V. The contradictory development of globalized competition into a struggle for national sovereignty
When populists define their people in such a way, they intend to hold them accountable in a claim to power that is directed against more than the domestic ‘establishment.’ Populism also stands for an outwardly directed ambition that fully corresponds to the internal mobilization of the people: the reconquest of national sovereignty. Populists, who are therefore commonly called ‘sovereignists,’[†] blame its loss on the machinations of an international elite of ‘globalists’ who have turned their backs on the people. They have led the nation under the tutelage of nothing but supranational, i.e., foreign, authorities — UN, EU, NATO, WTO, etc. — and handed it over to a ‘world government’ or a ‘Brussels dictatorship,’ possibly even committing the “insanity of a total dissolution of the nation states in favor of a global multiculturalism” (AfD[‡] chairman Jörg Meuthen, AfD Kompakt, April 7, 2019). In doing so, they have sacrificed their own people’s sacred right to self-determination on the altar of ‘globalization.’ Every readily cited ‘loss of social status’ of the members of one’s own nation in the globalized world, whether it has occurred or is feared, stands for this loss — namely, for the fact that the state no longer has the basis of its power under control.
What populists are polemicizing against is the political, institutional foundation of a success story that is — from an imperialist point of view — unparalleled in world history: the truly global triumph of the capitalist system, which all modern states and state leaders want to have as their system, including the populists. What the hated ‘globalists’ have achieved with their global framework of rules is, after all, the opening up of the entire world to the free competition of businessmen for their own enrichment — plus a strong ‘liberalization’ of this competition, i.e., the removal of all kinds of ‘protectionist’ restrictions on cross-border business. In this way, they have achieved a true ‘world market,’ thus completing that freedom on which free peoples live because their rulers bind them to the free competition of capital in order to draw the means of their power from it.
•••
__The exercise__:
Answer these questions about the text on populism and national sovereignty.
(a) What are populists commonly called?
(b) Which four supranational authorities does the text name before "etc."?
(c) What kind of market does the text say the 'globalists' achieved?

__Data entries__:
•••
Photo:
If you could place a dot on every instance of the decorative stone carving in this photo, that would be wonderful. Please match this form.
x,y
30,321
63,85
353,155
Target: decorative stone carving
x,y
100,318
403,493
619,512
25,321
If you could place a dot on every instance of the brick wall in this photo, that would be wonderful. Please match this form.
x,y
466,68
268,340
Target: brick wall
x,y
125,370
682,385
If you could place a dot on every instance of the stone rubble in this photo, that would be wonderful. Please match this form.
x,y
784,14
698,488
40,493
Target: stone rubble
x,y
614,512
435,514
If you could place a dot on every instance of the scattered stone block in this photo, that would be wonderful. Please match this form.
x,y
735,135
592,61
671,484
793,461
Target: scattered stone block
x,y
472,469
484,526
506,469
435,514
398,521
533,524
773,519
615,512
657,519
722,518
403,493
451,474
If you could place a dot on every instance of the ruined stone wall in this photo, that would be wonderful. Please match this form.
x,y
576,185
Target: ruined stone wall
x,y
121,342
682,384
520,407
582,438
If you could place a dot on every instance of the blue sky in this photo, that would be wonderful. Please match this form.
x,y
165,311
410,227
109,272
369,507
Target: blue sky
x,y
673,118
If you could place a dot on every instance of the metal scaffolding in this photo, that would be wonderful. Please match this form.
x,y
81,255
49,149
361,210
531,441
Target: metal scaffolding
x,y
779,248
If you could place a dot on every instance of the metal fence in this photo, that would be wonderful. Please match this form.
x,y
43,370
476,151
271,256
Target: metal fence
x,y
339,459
•••
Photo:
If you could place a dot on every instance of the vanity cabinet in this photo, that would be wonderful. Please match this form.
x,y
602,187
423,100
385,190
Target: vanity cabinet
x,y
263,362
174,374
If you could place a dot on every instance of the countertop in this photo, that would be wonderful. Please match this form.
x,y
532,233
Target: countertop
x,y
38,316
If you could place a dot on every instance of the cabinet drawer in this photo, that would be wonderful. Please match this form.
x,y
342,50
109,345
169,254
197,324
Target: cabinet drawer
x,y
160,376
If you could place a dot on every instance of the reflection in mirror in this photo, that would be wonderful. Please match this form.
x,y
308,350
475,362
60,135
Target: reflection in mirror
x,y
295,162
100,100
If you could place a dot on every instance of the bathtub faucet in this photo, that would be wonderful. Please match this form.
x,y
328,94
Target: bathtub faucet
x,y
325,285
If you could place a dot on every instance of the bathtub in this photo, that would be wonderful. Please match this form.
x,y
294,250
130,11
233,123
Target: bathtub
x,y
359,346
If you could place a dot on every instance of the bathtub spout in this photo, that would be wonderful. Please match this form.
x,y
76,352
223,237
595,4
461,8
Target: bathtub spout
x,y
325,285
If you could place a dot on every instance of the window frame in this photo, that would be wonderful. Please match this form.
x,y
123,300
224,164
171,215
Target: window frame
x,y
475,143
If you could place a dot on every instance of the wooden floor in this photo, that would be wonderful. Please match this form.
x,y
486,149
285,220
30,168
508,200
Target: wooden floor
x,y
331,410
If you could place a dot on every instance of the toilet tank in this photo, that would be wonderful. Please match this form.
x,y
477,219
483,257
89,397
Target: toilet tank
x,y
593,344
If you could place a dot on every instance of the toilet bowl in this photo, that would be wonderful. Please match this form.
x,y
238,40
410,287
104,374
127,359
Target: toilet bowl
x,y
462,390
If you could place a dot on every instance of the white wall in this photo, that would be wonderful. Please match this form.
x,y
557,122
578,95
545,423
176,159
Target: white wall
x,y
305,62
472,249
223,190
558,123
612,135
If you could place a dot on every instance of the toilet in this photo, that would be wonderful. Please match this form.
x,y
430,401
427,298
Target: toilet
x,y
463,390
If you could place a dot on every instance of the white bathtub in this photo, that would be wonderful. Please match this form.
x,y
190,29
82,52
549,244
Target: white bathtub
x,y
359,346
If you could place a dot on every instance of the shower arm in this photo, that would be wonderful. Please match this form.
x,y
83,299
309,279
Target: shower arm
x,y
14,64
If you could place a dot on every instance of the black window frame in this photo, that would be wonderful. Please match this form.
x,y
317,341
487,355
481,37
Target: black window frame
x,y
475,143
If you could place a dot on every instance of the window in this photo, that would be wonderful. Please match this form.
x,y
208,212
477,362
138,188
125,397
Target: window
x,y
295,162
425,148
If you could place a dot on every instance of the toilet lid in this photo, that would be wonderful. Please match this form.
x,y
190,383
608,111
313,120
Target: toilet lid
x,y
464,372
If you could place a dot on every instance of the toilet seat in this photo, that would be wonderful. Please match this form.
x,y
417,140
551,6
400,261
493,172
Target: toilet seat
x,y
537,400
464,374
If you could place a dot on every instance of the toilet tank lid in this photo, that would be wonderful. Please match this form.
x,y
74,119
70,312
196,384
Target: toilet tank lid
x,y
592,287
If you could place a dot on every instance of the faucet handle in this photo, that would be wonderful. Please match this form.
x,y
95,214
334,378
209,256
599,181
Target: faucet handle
•••
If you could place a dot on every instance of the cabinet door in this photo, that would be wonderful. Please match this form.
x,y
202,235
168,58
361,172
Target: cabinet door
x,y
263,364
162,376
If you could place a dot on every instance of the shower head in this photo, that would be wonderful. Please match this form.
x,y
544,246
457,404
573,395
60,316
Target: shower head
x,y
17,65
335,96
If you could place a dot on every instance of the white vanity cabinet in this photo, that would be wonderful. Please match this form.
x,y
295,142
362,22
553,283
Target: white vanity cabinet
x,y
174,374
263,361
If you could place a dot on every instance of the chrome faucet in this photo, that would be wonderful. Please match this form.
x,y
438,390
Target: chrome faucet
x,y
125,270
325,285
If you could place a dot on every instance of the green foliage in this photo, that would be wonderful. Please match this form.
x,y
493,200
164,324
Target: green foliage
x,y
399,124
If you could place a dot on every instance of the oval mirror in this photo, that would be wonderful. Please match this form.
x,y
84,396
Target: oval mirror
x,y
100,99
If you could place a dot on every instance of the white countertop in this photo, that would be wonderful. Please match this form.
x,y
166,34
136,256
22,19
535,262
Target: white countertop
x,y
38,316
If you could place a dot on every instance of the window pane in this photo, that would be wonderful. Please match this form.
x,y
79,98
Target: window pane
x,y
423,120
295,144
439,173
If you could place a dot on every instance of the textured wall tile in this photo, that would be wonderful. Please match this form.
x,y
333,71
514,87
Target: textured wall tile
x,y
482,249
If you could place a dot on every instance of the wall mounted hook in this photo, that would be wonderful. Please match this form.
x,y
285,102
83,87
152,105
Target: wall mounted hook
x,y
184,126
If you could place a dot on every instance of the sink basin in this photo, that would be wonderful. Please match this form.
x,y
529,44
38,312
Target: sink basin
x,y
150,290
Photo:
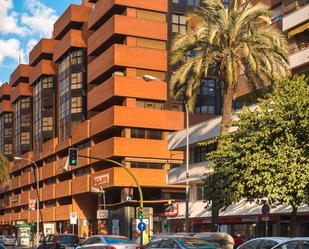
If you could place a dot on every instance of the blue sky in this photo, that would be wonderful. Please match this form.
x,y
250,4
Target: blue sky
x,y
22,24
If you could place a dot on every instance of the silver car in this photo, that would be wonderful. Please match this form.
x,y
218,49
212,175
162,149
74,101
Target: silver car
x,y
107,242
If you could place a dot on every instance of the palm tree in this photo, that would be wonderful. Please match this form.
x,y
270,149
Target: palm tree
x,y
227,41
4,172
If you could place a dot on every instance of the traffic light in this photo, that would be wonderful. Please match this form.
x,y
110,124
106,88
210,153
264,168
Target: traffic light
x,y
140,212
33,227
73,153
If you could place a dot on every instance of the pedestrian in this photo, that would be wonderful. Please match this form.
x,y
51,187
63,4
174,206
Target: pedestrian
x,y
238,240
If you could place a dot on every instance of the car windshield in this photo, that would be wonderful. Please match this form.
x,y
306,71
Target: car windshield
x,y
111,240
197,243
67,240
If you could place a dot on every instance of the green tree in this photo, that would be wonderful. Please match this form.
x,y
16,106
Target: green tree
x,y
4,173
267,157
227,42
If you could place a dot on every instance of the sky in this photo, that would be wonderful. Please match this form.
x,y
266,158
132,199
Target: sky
•••
__Final answer__:
(a) Populists are commonly called 'sovereignists.'
(b) The text names the UN, EU, NATO, and WTO.
(c) The 'globalists' achieved a true 'world market.'